[Exercise goal]
It would help if you retyped the data exactly, leaving out the pictures.

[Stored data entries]
=-=-=-=-=
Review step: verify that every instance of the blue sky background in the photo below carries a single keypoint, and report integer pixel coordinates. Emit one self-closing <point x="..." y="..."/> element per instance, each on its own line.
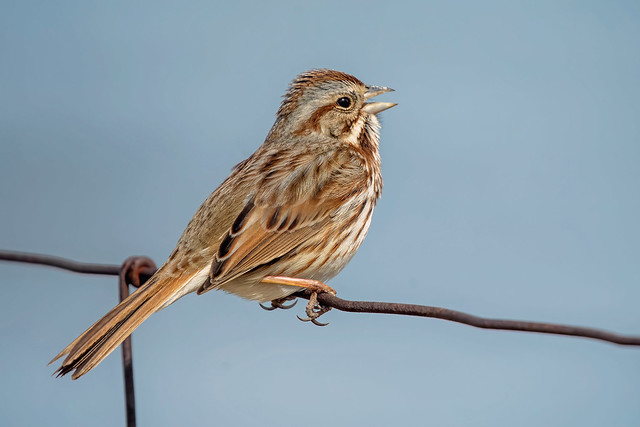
<point x="512" y="172"/>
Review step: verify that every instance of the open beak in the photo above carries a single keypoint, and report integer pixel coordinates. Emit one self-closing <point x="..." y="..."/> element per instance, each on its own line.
<point x="376" y="107"/>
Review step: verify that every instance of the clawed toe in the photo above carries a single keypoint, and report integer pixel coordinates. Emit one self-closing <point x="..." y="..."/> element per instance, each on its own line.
<point x="314" y="310"/>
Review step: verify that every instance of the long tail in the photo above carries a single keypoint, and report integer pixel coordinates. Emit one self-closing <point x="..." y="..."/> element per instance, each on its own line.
<point x="90" y="348"/>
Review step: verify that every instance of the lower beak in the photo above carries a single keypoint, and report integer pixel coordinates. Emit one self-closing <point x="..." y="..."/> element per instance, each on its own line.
<point x="376" y="107"/>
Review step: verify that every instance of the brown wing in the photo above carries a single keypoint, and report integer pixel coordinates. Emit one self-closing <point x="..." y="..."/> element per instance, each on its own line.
<point x="284" y="214"/>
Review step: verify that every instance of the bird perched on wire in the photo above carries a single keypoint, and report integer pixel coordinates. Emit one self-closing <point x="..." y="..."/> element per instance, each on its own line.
<point x="289" y="217"/>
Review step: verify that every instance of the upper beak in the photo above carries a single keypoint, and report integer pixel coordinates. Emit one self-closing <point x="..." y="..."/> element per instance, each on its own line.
<point x="376" y="107"/>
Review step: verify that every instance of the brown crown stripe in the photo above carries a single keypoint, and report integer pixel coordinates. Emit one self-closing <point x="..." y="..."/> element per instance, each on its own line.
<point x="311" y="78"/>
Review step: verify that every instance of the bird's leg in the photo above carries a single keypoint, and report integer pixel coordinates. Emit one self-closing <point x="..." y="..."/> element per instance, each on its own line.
<point x="313" y="309"/>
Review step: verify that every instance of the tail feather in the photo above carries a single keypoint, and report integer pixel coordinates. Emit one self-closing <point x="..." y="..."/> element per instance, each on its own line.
<point x="90" y="348"/>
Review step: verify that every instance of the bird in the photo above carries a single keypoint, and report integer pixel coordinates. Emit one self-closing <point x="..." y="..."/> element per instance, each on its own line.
<point x="288" y="218"/>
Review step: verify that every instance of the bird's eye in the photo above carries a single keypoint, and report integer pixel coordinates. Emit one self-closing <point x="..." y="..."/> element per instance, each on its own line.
<point x="344" y="102"/>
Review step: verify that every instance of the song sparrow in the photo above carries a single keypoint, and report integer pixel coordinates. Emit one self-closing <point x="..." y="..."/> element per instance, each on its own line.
<point x="290" y="216"/>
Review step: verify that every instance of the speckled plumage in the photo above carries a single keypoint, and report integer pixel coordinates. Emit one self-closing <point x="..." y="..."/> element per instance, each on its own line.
<point x="300" y="206"/>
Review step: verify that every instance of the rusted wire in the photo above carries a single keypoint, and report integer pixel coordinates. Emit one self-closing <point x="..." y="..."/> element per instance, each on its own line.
<point x="469" y="319"/>
<point x="134" y="271"/>
<point x="137" y="270"/>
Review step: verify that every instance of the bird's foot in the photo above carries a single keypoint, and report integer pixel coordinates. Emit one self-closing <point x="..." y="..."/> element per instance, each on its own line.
<point x="280" y="303"/>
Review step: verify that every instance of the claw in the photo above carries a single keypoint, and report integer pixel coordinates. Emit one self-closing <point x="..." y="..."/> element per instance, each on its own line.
<point x="279" y="303"/>
<point x="314" y="310"/>
<point x="285" y="307"/>
<point x="264" y="307"/>
<point x="314" y="321"/>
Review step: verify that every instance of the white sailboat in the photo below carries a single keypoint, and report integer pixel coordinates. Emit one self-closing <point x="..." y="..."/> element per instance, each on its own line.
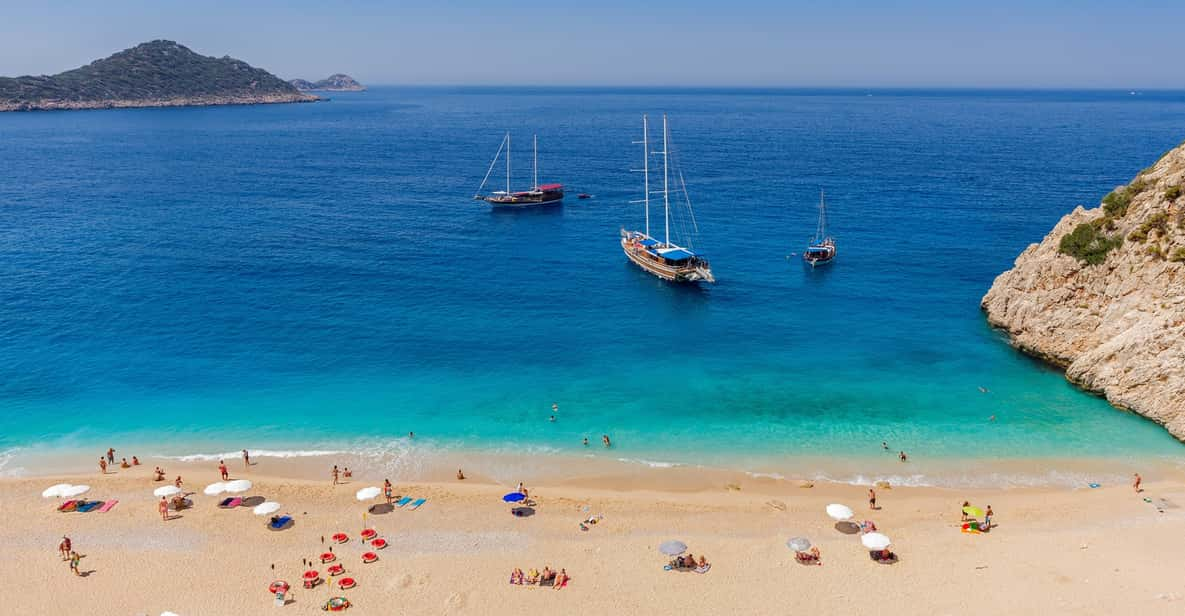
<point x="665" y="260"/>
<point x="538" y="194"/>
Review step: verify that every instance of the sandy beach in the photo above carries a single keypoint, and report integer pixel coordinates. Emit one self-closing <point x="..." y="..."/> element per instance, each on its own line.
<point x="1054" y="551"/>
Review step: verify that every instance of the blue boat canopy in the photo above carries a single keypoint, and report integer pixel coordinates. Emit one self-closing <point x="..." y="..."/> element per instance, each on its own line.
<point x="677" y="254"/>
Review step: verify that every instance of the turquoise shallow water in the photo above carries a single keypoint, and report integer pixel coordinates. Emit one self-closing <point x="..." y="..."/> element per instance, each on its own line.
<point x="315" y="277"/>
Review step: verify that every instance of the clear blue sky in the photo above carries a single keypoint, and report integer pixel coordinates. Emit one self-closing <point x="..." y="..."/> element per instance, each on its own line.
<point x="858" y="43"/>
=-=-=-=-=
[Your solution]
Review step: verify that every instance of the blue sky background in the photo below carries a single keypoint, and report integer pixel coordinates. Emit one self-closing <point x="..." y="..."/> element per instance, each on its own line.
<point x="512" y="172"/>
Review step: verify that every instance of the open beak in the photo above carries a single keypoint, and report integer pixel coordinates. Emit one self-closing <point x="..." y="..."/> element per instance, each on its own line.
<point x="376" y="107"/>
Review step: verify that every instance of the clawed toe in the photo above carries a single keypoint, and report integer pixel coordinates. Emit one self-closing <point x="..." y="..."/> element per instance, each on its own line.
<point x="314" y="310"/>
Review step: verify that every instance of the long tail in the photo above carries a single keypoint, and report integer pixel coordinates. Emit one self-closing <point x="..." y="..."/> element per instance, each on its own line.
<point x="90" y="348"/>
Review step: verify that every instance of the lower beak in the photo above carries a single keypoint, and report integer pixel coordinates. Emit one self-closing <point x="..." y="..."/> element per instance, each on its own line.
<point x="376" y="107"/>
Review step: verify that every instance of the brown wing in the photo above carries a single keypoint, and report integer pixel coordinates. Emit one self-closing <point x="..." y="..."/> element per instance, each on its own line.
<point x="284" y="214"/>
Review step: verify that every instance of the bird perched on wire in the photo above carries a single keypoint, and report integer pixel coordinates. Emit one self-closing <point x="..." y="..."/> element per instance, each on its own line.
<point x="289" y="217"/>
Review step: verify that every instance of the upper beak in the photo above carries a single keypoint, and report integer pixel coordinates. Emit one self-closing <point x="..." y="..."/> element per instance, each on its own line.
<point x="376" y="107"/>
Review step: verify that every instance of the brown crown stripe in the photo above carries a single keypoint, and report integer pixel coordinates. Emit one self-closing <point x="..." y="..."/> element per instance, each on its own line.
<point x="311" y="78"/>
Review step: verify that every instance of the bird's leg in the photo above carries a single keypoint, and report integer pixel coordinates. Emit one self-closing <point x="..." y="..."/> element per instance, each on its own line.
<point x="313" y="309"/>
Review step: verify that every instance of the tail feather in the photo above carries a single keypoint, and report integer pixel coordinates. Emit one self-closing <point x="..." y="..."/> element per instance, each on its own line.
<point x="90" y="348"/>
Review step: verify that every instance of the bird in the photo above carries a single keypoint, and report integer pixel coordinates. Emit one self-closing <point x="..." y="..."/> element per instance, each on its own line.
<point x="288" y="218"/>
Review step: verify that every instance of the bird's eye in the photo above carries a single keypoint, and report integer pixel coordinates. Emit one self-closing <point x="..." y="..."/> element per instance, each on its own line.
<point x="344" y="102"/>
Review step: verify that every instance of the song sparrow in the photo above carries a single keypoint, and report integer pixel coordinates. Emit one self-closing <point x="..." y="..."/> element per instance, each on its own line.
<point x="290" y="216"/>
Review step: verify that every instance of the speckled plumage in the photo above carries a single keypoint, and report integer pixel coordinates. Emit one self-closing <point x="..." y="..."/> element per instance, each on its own line.
<point x="300" y="206"/>
Review step: verify that every instance of the rusted wire in the photo above carries a single keypoint, and report integer pixel coordinates. Emit one self-closing <point x="..." y="..."/> element per instance, each on its own line.
<point x="469" y="319"/>
<point x="134" y="271"/>
<point x="137" y="270"/>
Review step: verify that every instance of the bird's foot in the photo above carries a single keypoint, and report integer pixel coordinates. Emit one self-closing <point x="..." y="..."/> element per instance, each on its own line.
<point x="280" y="303"/>
Review step: verify that every instance of the claw in the photo above carries a single keypoint, and report integer pixel coordinates. Emit one self-closing <point x="..." y="..."/> element per instance, each on its own line.
<point x="279" y="303"/>
<point x="314" y="310"/>
<point x="285" y="307"/>
<point x="264" y="307"/>
<point x="314" y="321"/>
Review step: verify that every instance of the white sailboat in the photo below carries a single keypoint, and report integer pixel coordinates. Emit one self-closing <point x="..." y="..."/> element per instance, each on its own line.
<point x="665" y="260"/>
<point x="538" y="194"/>
Review step: verify that every instance of the sandy beach in the photo above carries a single keypoint, and report integer pixel coordinates. Emit one self-closing <point x="..." y="..."/> element per instance, each on its own line.
<point x="1054" y="551"/>
Review step: verify that every instance of the blue boat canopy in the photo above carries a single keypoint, and report integer pixel coordinates. Emit one self-closing <point x="..." y="..."/> element per instance, each on its own line.
<point x="677" y="254"/>
Review step: verify that every instance of the turquoise shallow water in the photo above carries a single keypoint, and report integer pixel coordinates. Emit one self-closing <point x="..." y="..."/> element per instance, each on its own line.
<point x="315" y="277"/>
Review step: verify that every instance of the clear blue sky in the photo above carries a single keypoint, and report integer pixel coordinates. Emit one self-closing <point x="..." y="..."/> element per instance, each on its own line.
<point x="858" y="43"/>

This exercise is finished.